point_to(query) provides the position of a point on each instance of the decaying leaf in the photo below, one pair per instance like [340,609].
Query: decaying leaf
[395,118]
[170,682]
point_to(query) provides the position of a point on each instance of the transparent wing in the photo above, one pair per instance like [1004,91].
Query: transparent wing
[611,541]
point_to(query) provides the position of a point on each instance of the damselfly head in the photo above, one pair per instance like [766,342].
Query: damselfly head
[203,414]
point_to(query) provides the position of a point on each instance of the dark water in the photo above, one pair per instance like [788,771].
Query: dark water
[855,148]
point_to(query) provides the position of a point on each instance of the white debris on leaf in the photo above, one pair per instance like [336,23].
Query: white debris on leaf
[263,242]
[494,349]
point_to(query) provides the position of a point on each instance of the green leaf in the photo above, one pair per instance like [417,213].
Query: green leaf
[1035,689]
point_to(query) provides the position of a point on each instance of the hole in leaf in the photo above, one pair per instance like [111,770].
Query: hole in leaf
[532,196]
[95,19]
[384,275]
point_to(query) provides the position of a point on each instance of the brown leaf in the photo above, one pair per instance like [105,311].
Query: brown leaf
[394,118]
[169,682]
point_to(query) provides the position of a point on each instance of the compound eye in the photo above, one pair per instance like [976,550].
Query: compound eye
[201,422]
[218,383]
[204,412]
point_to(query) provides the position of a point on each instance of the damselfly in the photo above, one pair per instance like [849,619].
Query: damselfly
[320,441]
___
Retype nothing except the lines from the line holding "instance like [111,770]." through the last line of the entries, both included.

point_to(query) provides the position of a point on each instance of the hole in leaf in the photo above, one pair per instance like [111,770].
Query: hole in leaf
[532,196]
[95,19]
[384,275]
point_to(query) provides the position of a point on each instance of the brown leaf in the photo above, one pair per instance like [105,311].
Query: brown leaf
[394,118]
[169,682]
point_to(query) provides the position of a point on each instance of the compound eye in the photo above, one pair per instance like [976,550].
Query: compound eye
[201,422]
[218,383]
[204,412]
point_to(query) provides the position of a point on each instance of the damselfly in the photo above, one pair per instance like [849,619].
Query: damselfly
[320,441]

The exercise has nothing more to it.